Problems to solve ▸
**1.** According to the article on rising house prices, what was the average UK property value at the end of February?
**2.** Take the article on rising house prices further, beginning after its final sentence.

Selected excerpt ▸

########################################

House prices are becoming red hot, and this is scary

House price growth is accelerating in the UK and the rest of Europe, but it is far from healthy growth. The consequences of lax rules on lending to house buyers could be devastating.

Perhaps the clearest example of why the increase in house prices is unhealthy is the UK. A stamp duty holiday for home buyers that was initially scheduled to end at the end of March was extended, but it still meant that people rushed to buy to beat the deadline.

Hot on its heels came another subsidy for house price inflation: the government’s guarantee for mortgages for those with low deposits, to push the banks to lend as much as 95% of a property’s price.

Year-on-year house price growth was 8.6% in the UK at the end of February, with the average property now valued at £250,341, according to the Office for National Statistics (ONS).

London was the region that saw the slowest increase, of around 4.6% — probably as people who can work from home move out to gain more space — but the average property price in the capital is £496,269.

In the European Union, house prices increased last year by more than at any other time in the past decade.

That’s despite the fact that economies spent much of 2020 in lockdown and unemployment increased, as European rating agency Scope Ratings remarked in a recently released note on house prices.

In the fourth quarter of last year, average European house prices rose by 2% from the third quarter, while the annual increase was 6.2% — twice the annual growth rate of the last decade, according to Scope Ratings.

These impressive jumps in home prices are in no way justified by economic fundamentals. While it is true that government schemes have protected the incomes of many people during the pandemic, uncertainty about future income is running high.

########################################

Given entries ▸
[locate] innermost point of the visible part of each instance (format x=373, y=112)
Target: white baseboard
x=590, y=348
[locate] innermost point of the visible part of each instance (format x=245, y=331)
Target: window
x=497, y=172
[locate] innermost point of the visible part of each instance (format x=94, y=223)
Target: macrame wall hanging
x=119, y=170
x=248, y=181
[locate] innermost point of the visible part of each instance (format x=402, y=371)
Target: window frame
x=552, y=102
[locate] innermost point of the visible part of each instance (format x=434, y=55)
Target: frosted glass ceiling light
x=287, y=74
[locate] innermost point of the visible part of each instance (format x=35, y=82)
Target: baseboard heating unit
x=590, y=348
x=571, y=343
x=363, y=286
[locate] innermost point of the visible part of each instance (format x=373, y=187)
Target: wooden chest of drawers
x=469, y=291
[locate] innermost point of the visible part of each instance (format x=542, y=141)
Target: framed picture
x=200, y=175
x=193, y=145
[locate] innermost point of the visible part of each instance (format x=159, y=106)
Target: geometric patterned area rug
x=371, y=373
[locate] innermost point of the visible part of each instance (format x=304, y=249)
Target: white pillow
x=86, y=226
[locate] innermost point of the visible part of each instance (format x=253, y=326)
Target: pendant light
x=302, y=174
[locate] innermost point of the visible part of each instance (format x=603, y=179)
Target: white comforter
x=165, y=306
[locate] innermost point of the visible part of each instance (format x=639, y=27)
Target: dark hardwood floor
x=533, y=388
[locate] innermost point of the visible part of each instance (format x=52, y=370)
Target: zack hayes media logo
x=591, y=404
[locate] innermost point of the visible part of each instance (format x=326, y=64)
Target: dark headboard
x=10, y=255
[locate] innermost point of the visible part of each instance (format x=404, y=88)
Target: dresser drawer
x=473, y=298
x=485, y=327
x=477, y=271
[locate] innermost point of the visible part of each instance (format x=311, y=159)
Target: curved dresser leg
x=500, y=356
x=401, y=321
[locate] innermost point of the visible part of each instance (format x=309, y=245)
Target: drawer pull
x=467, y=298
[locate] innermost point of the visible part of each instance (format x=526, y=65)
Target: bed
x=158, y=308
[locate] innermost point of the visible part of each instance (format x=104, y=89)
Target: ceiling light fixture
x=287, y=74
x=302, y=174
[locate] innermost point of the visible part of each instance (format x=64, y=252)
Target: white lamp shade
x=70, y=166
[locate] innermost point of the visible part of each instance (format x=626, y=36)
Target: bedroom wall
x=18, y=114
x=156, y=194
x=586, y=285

########################################

Answer set ▸
**1.** £250,341, according to the Office for National Statistics.

**2.**
Yes, some people moved to the suburbs from town centres or even to the countryside to enjoy more space and possibly a garden as the pandemic has made working from home acceptable.

And yes, tenants have been kept in their homes by government schemes that sought to protect people from being evicted and ending up homeless, spreading deadly germs around while seeking new accommodation.

But the biggest drivers for the jump in house prices have been central banks. In the eurozone, the European Central Bank’s main interest rate is negative. In the UK, it is barely above zero. Plus, central banks are hoovering up debt assets like they’re going out of fashion.

In such an environment, refraining from taking on a mortgage has almost become a marker of strength of character.

When the music stops

However, this euphoria could end badly for the borrowers and consequently for the banks. The NINJA loans (no income, no job, no assets) loans of the great financial crisis more than a decade ago are just a distant memory — but they really should focus the regulators’ minds.

The financial crisis happened because too many of these loans were given to people who, when house prices stopped rising, found themselves unable to pay their mortgages.

This time, the crisis could be worse if it starts in Europe, because in Europe unlike in the US, mortgages are generally full recourse.

If a home buyer can no longer pay their mortgage, the bank has the right not only to repossess the home but, if it cannot sell it for a price that covers the rest of the debt, can pursue the former homeowner for the difference.

This means a recession following a housing market collapse would be deeper and more protracted, as people would be saddled with debt for years afterwards.

Over the short term, house price growth could persist or even accelerate in Europe, as housing supply is likely to remain tight with construction activity hampered by the ongoing Covid-19 pandemic, according to Scope Ratings.

But, the rating agency’s report adds, “with household income and rents only increasing very moderately during the last year, we see increased pressure on housing affordability and profitability.

This may be the right time for regulators to become proactive and introduce stricter macroprudential measures, else banks and borrowers might be caught on the wrong foot when the tide turns.”